TASK REQUIREMENTS | Could you reproduce, character for character, the part of the records below that opens with the line containing "the green football" and closes with the line containing "x=372, y=21", keeping both of those lines?

AVAILABLE DATA |
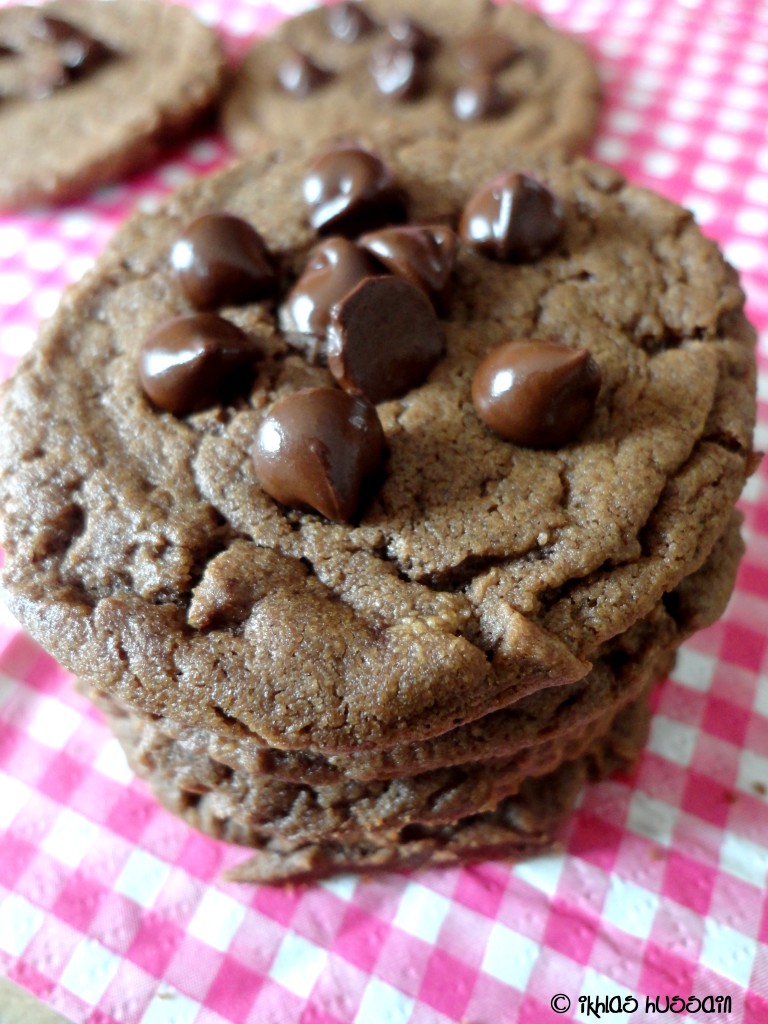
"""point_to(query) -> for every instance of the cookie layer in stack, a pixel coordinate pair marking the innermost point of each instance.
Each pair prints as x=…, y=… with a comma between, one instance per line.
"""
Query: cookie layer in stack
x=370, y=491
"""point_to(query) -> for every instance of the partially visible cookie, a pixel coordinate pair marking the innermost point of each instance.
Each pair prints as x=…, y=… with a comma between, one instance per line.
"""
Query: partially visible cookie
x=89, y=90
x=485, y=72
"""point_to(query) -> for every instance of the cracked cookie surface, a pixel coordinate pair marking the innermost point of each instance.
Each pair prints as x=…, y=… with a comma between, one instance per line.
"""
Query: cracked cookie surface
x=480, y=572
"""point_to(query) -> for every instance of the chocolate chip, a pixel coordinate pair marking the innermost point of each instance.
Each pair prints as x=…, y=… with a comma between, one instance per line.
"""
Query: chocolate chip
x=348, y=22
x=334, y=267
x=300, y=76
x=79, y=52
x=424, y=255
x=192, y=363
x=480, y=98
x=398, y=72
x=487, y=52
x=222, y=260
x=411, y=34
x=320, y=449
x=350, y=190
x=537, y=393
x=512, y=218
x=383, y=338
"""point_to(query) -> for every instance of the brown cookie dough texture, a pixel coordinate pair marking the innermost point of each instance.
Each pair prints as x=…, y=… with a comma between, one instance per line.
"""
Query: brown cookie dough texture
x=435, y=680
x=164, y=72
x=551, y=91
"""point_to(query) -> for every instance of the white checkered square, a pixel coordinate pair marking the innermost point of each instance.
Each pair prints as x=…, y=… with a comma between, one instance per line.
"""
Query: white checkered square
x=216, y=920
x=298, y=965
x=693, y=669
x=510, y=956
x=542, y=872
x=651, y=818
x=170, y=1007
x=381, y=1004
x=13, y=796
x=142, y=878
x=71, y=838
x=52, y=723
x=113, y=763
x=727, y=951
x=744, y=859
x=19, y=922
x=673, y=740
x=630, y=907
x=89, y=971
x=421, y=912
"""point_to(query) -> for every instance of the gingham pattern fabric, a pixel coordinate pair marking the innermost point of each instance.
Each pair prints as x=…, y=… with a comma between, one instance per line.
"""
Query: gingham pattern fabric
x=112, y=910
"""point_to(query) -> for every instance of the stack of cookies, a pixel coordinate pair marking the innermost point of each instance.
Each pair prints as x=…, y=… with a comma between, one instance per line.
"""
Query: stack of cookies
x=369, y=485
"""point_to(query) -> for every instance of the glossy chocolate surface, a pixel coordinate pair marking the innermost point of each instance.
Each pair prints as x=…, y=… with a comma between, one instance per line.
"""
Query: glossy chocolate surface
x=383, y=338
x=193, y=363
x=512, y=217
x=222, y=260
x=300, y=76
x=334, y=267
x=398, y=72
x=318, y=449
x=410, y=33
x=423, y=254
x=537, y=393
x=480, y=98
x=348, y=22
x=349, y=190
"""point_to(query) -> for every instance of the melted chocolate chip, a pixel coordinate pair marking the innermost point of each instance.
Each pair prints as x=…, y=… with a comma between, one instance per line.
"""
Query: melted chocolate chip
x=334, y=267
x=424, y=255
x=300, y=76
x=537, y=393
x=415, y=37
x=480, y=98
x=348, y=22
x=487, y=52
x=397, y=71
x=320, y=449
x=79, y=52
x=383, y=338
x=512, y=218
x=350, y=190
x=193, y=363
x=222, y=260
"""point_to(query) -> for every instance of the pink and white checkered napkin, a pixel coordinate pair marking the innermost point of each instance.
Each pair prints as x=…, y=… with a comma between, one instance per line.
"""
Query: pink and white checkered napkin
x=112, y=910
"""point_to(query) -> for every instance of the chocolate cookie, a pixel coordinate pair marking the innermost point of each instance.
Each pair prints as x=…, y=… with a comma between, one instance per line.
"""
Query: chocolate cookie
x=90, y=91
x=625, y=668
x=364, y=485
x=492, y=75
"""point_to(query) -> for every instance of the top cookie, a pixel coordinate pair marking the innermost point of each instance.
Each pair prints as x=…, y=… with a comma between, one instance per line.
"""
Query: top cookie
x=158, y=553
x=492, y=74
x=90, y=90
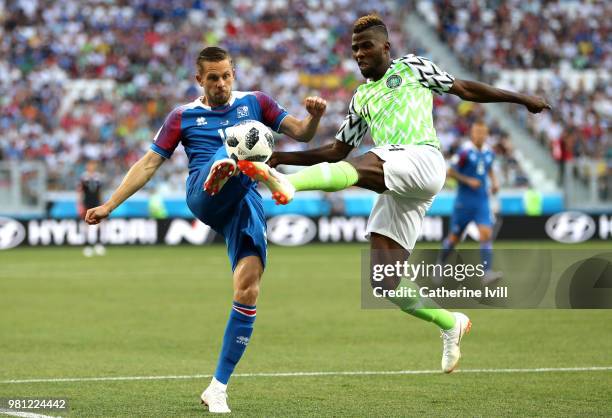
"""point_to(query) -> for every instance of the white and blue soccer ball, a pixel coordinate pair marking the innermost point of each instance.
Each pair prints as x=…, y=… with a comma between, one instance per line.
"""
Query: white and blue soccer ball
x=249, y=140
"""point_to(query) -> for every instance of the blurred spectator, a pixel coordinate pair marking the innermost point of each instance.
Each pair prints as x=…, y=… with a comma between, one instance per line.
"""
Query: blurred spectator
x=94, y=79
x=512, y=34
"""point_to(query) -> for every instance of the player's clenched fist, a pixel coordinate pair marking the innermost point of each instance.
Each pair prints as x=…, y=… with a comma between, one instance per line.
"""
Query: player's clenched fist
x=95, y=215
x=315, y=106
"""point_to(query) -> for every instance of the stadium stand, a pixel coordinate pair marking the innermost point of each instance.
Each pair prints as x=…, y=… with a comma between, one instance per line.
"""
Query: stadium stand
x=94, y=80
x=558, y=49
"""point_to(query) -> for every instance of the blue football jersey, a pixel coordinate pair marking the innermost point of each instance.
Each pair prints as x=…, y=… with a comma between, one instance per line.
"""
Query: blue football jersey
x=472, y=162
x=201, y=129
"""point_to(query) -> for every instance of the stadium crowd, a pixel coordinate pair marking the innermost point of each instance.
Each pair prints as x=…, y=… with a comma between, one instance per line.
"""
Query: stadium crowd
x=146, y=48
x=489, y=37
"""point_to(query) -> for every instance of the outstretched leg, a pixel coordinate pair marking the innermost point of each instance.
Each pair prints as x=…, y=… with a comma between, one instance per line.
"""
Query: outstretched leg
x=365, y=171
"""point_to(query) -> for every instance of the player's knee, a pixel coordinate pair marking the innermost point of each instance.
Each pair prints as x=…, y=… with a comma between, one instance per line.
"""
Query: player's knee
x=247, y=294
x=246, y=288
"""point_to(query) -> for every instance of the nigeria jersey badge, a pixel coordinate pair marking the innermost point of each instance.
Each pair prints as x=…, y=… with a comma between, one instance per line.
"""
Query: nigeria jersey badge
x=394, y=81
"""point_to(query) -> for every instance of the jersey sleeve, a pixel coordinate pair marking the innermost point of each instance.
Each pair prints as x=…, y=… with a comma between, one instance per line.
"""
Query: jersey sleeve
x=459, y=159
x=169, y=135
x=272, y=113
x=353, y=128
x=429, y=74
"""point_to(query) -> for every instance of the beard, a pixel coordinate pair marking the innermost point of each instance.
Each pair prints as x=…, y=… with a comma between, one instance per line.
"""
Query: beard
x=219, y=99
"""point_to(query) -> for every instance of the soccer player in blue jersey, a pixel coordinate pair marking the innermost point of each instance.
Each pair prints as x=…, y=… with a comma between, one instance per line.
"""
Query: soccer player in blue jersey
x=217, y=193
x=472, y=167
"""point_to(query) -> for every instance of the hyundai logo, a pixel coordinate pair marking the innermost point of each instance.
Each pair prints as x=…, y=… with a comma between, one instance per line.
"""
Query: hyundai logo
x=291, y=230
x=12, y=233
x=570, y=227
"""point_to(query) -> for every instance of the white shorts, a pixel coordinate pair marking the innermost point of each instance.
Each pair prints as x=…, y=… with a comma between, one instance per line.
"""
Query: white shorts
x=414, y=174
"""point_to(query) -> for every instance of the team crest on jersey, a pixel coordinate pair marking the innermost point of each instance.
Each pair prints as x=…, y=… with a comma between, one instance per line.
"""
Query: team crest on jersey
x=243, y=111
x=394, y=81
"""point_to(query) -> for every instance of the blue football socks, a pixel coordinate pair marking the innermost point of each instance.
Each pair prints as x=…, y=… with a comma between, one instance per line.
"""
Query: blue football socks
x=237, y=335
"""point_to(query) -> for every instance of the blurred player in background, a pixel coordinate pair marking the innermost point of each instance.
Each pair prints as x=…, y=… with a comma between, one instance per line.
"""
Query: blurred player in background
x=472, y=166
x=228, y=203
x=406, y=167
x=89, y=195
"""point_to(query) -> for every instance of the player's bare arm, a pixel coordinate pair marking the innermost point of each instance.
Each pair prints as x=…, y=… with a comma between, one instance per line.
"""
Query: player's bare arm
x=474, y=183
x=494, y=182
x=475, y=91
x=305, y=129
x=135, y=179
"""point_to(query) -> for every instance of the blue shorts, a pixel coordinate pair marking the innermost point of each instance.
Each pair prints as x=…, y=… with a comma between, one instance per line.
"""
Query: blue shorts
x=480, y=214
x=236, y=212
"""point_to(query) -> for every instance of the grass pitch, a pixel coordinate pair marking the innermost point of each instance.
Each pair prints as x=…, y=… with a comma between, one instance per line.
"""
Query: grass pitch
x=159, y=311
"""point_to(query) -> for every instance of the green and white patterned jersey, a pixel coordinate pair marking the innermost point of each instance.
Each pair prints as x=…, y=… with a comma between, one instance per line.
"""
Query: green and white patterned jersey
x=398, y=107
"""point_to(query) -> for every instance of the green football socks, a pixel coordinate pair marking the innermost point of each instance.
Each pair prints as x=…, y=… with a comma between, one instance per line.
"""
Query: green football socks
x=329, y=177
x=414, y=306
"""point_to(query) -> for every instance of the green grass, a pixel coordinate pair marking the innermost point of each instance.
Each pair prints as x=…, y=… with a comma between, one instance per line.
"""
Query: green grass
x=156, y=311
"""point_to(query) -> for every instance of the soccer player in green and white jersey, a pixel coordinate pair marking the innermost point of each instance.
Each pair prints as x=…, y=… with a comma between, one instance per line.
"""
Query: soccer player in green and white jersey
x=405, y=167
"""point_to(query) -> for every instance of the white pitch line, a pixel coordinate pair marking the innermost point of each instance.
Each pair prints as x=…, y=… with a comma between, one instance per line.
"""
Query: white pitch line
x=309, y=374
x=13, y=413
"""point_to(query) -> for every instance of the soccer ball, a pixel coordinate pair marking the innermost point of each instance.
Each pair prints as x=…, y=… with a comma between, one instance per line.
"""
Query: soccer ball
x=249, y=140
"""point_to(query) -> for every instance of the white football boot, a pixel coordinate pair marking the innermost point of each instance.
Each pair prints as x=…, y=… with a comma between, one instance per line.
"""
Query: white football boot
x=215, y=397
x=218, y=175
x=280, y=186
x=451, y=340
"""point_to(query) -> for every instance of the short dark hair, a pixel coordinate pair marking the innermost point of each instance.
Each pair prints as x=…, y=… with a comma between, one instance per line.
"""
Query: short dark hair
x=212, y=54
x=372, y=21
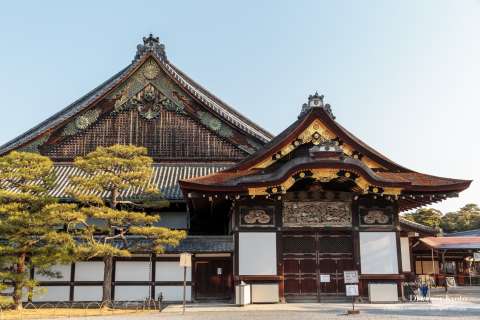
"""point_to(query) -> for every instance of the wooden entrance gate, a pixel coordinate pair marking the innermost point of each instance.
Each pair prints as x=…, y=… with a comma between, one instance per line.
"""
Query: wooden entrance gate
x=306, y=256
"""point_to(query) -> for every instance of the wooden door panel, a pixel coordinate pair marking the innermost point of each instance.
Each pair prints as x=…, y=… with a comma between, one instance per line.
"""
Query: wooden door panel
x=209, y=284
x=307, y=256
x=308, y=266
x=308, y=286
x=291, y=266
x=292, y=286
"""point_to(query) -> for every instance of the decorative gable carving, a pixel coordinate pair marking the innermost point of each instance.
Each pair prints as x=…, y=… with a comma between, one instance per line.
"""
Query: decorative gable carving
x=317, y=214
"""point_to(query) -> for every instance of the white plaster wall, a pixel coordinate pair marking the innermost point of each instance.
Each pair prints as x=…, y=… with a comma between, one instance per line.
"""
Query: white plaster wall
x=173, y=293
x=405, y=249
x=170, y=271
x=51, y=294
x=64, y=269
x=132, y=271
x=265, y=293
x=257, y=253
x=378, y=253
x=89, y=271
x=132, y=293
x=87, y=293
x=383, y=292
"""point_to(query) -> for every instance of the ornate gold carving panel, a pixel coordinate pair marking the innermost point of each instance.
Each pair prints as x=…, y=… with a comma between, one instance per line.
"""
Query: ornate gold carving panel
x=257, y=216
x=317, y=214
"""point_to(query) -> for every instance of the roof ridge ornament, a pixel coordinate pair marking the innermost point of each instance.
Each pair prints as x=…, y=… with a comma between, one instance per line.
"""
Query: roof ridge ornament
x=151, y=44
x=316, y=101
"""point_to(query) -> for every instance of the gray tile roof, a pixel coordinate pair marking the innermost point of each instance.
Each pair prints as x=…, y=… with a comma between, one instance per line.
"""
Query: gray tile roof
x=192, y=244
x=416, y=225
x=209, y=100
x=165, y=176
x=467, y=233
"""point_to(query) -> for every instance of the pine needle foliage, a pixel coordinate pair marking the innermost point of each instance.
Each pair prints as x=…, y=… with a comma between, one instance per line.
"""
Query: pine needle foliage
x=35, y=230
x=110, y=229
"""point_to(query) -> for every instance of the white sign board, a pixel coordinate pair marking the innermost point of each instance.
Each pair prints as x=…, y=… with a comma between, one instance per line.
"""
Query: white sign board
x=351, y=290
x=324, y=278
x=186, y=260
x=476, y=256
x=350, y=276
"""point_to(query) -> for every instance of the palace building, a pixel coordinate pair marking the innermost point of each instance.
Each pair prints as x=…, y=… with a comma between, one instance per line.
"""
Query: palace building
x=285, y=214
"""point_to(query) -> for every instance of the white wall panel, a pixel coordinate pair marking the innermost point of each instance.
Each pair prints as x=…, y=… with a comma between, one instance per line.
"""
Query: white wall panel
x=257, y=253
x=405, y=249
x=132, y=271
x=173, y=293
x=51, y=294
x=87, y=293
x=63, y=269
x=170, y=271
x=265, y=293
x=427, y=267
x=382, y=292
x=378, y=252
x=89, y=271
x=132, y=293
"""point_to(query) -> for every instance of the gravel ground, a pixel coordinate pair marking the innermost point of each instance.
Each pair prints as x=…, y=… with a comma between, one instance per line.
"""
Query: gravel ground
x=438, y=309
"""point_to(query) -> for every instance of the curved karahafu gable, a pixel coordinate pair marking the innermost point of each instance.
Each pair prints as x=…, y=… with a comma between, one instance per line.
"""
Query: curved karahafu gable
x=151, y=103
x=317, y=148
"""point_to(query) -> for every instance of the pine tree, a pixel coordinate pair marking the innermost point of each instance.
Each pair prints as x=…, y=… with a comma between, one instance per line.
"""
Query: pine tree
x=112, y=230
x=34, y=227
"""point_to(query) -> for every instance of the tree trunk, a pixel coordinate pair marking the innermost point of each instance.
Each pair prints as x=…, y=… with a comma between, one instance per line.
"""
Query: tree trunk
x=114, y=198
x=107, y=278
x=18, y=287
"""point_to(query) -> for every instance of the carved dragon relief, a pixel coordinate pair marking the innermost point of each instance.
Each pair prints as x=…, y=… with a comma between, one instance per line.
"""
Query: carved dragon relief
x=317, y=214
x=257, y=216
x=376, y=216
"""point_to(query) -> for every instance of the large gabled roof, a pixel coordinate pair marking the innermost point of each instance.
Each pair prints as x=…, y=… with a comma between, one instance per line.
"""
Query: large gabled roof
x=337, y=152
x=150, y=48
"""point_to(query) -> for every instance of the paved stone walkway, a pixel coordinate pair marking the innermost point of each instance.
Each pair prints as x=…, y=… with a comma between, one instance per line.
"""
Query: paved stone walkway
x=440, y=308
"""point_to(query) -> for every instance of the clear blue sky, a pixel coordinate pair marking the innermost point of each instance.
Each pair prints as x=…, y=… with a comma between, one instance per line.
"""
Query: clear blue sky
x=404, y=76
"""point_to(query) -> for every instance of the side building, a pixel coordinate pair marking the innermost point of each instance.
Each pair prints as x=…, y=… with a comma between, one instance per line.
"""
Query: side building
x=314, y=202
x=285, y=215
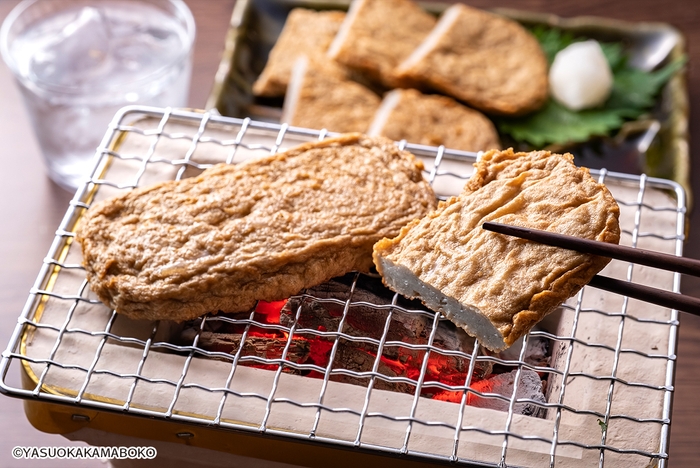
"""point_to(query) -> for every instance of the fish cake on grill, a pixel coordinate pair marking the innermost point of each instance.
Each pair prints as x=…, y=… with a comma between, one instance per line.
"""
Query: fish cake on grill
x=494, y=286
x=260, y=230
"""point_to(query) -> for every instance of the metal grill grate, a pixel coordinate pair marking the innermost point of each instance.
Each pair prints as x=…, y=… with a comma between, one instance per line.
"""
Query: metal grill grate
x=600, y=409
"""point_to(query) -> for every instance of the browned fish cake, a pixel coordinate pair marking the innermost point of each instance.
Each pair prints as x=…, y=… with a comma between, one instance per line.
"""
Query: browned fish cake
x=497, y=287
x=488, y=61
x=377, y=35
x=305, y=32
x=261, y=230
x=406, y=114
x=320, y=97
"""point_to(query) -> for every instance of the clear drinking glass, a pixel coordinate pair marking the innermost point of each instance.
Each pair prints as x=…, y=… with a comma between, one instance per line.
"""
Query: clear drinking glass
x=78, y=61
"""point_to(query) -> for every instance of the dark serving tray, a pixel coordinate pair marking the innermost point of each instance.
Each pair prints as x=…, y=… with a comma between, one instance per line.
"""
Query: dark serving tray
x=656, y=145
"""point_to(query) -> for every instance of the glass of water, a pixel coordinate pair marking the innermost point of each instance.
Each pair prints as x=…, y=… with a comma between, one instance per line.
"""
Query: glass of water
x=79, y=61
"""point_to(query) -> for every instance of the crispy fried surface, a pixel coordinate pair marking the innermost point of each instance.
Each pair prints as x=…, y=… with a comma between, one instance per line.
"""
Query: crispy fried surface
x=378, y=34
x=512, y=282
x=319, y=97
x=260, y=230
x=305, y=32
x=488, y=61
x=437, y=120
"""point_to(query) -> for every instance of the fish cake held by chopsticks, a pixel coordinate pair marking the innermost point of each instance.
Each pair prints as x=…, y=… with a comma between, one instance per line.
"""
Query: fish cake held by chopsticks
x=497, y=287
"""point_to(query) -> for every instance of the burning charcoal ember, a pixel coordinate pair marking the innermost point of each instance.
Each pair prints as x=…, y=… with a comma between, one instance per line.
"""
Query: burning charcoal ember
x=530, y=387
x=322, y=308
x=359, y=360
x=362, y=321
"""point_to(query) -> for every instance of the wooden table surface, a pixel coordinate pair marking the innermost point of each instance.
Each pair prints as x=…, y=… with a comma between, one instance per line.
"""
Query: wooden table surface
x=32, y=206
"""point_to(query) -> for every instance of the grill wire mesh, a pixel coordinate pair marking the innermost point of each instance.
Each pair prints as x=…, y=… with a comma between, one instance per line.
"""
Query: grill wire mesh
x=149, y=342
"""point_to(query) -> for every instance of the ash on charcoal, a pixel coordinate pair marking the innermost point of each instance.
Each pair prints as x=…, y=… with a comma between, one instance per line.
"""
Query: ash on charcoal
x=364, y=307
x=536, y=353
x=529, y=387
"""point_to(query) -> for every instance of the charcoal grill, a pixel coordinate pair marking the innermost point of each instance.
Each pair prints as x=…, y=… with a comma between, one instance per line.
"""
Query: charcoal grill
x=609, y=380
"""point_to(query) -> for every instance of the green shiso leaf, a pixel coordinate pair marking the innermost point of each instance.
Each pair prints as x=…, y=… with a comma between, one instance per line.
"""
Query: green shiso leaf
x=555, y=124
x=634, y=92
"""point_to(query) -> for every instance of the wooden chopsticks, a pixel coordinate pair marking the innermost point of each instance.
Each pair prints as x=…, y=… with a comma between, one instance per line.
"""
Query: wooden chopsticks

WRITTEN ANSWER |
"""point_to(query) -> for every instance of the green football socks, a pixel coordinate pair marking the innermost point of each instance.
Each pair prints as x=…, y=… with a comma between, one instance per line.
"""
Query: green football socks
x=329, y=177
x=414, y=306
"""point_to(query) -> for every instance of the green grass, a pixel coordinate pair marking the innermost point of each instance.
Each pair prints as x=…, y=… with a comma between, one instance per line.
"""
Query: green grass
x=156, y=311
"""point_to(query) -> for every instance of the soccer player in green and white jersey, a pixel coordinate pair marking the innermost point of each instance.
Each pair prints as x=…, y=… with a comma between, one instance per line.
"""
Query: soccer player in green and white jersey
x=405, y=167
"""point_to(query) -> for every instance of the white pitch line, a pixel coordinate pair marking the innermost point of each instance.
Each pair prints as x=…, y=… with a comma between, one instance per line.
"""
Query: white pitch line
x=309, y=374
x=13, y=413
"""point_to(query) -> for every instance of the soccer ball, a pixel coordinate pair marking the innermost point of each instance.
Each pair prints as x=…, y=… with a comma between, one instance per line.
"""
Query: soccer ball
x=249, y=140
"""point_to(query) -> for every instance of the white football boot, a pixel coordinate pair marking the innermost point of each instance.
Each pair prints as x=…, y=… with a comma between, one instance per line.
"""
Query: white football boot
x=215, y=397
x=218, y=175
x=280, y=186
x=451, y=340
"""point_to(query) -> for every instance of the short dark hair, a pixel coordinate pair marking the innermost point of each instance.
Each pair prints as x=…, y=… with a comma between, one instance per line.
"""
Query: short dark hair
x=212, y=54
x=372, y=21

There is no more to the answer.